## Requirement 1
Answer these questions about the wine excerpt:
(a) In what year did Tim and Judy Finn establish their vineyard?
(b) For how long has Neudorf's Moutere home vineyard been dry farmed?
(c) Which vintage of Moutere chardonnay struck the writer as amazingly fresh?

[Start of Excerpt]

In his quest to make wines that are “exciting, challenging, interesting and dynamic”, Glover is not afraid to experiment and apply unconventional winemaking techniques, such as “skin fermentation on whites, 100 per cent whole-bunch fermentation on both whites and reds, the use of bespoke ‘Che Glovero’ oak cigars, acacia puncheons, lees ageing”… the list goes on.
Glover is not the first to push the envelope in the region. It was the pioneering winery, Neudorf’s 1982 cabernet that inspired Glover’s father to plant his vineyard. Tim and Judy Finn made the leap of faith to establish a vineyard here in 1978 when there were virtually no vines in the region and have been ploughing their distinctive furrow ever since.
“Today’s mainstream was yesterday’s brave new frontier,” says Judy. “In the 80s this included a lot of varietal and viticultural trials. We had a whole bunch of new varieties and clones to plant in untested soils and climates, using a plethora of trellising systems, and we were also experimenting with different fruit handling techniques in the winery.”
Neudorf now manages its vineyards organically and eschews the irrigation ubiquitous in much of the country’s vineyards on its mature vines. Its Moutere home vineyard has been dry farmed for three decades, a decision driven by Finns’ conviction that the resulting deeper-rooted vines produce wines with greater complexity and concentration.
The Finns’ legacy can be experienced directly through their collection of long-lived older vintages, which offer ample proof that the best of the region’s wines have great potential to age. On a recent visit, I was highly impressed by the 2001 Moutere chardonnay, which was amazingly fresh despite being over a decade old. The good news for those who missed out first time around is that Neudorf is making more of these aged vintages available.

[End of Excerpt]

## Requirement 2
Please retype, line for line, the records below from the line containing "Target = boulder" through the line containing "(1145, 727)", both lines included, and nothing else.

[Start of Material]

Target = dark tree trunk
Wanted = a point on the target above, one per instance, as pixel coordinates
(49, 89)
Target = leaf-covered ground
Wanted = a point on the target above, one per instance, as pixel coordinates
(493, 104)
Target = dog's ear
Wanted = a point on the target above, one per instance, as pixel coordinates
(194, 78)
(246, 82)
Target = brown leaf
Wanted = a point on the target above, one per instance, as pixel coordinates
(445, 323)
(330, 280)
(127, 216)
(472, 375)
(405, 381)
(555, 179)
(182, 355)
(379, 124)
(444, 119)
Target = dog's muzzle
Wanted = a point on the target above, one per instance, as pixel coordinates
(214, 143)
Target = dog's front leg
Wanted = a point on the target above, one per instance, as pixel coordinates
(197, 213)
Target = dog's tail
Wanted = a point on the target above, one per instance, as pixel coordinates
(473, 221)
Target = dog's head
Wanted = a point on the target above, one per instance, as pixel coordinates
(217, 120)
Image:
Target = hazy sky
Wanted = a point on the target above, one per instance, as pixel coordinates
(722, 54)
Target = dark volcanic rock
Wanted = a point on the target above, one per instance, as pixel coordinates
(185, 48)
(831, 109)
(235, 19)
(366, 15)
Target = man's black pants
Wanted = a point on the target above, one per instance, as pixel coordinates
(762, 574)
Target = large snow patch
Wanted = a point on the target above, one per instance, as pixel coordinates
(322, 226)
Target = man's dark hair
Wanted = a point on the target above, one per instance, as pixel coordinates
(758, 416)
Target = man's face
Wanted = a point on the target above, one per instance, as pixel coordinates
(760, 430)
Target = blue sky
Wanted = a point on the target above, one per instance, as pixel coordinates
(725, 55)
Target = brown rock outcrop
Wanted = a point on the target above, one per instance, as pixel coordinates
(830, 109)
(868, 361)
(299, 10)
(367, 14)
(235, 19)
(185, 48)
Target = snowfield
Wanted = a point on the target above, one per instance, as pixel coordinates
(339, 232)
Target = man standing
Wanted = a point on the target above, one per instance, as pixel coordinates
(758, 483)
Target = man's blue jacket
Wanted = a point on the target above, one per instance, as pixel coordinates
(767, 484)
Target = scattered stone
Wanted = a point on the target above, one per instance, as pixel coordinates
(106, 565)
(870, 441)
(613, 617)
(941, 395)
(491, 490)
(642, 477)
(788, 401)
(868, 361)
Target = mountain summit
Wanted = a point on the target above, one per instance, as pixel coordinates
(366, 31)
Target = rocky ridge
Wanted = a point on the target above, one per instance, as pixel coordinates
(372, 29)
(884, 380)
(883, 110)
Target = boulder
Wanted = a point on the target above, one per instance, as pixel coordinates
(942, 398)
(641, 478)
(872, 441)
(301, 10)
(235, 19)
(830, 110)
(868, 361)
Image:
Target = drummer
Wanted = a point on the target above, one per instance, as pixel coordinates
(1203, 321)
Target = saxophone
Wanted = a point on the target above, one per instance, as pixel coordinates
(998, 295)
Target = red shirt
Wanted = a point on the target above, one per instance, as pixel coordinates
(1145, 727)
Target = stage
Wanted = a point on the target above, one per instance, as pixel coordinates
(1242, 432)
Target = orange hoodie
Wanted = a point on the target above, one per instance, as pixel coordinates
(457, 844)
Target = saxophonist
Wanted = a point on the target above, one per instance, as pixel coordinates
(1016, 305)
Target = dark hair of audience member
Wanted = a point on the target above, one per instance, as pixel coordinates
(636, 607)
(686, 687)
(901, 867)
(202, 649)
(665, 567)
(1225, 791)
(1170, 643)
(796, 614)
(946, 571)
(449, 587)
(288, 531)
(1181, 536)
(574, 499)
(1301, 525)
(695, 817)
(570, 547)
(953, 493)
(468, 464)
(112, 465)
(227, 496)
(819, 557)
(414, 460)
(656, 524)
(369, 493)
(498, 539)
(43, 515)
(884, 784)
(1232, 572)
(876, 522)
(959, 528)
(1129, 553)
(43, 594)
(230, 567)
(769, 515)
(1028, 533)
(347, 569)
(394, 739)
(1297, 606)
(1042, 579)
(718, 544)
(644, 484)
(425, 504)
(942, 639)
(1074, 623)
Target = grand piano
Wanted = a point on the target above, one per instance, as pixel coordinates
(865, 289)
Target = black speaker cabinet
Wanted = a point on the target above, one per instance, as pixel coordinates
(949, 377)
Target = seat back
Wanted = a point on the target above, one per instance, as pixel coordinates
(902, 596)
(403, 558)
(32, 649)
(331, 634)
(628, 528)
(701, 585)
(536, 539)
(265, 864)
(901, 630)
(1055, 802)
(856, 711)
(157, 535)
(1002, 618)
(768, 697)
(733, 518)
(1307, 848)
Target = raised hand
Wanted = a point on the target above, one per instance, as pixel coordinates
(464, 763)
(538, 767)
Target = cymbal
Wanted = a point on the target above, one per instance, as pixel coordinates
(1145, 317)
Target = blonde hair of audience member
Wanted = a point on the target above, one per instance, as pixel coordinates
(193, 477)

[End of Material]

## Final result 1
(a) 1978
(b) Three decades
(c) The 2001 vintage

## Final result 2
Target = boulder
Wanted = a point on the target above, one per instance, as pixel coordinates
(942, 398)
(641, 478)
(872, 441)
(301, 10)
(235, 19)
(830, 110)
(868, 361)
Image:
Target = drummer
Wanted = a point on the target above, one per instance, as pixel coordinates
(1203, 321)
Target = saxophone
Wanted = a point on the target above, one per instance, as pixel coordinates
(998, 295)
Target = red shirt
Wanted = a point on the target above, one per instance, as pixel coordinates
(1145, 727)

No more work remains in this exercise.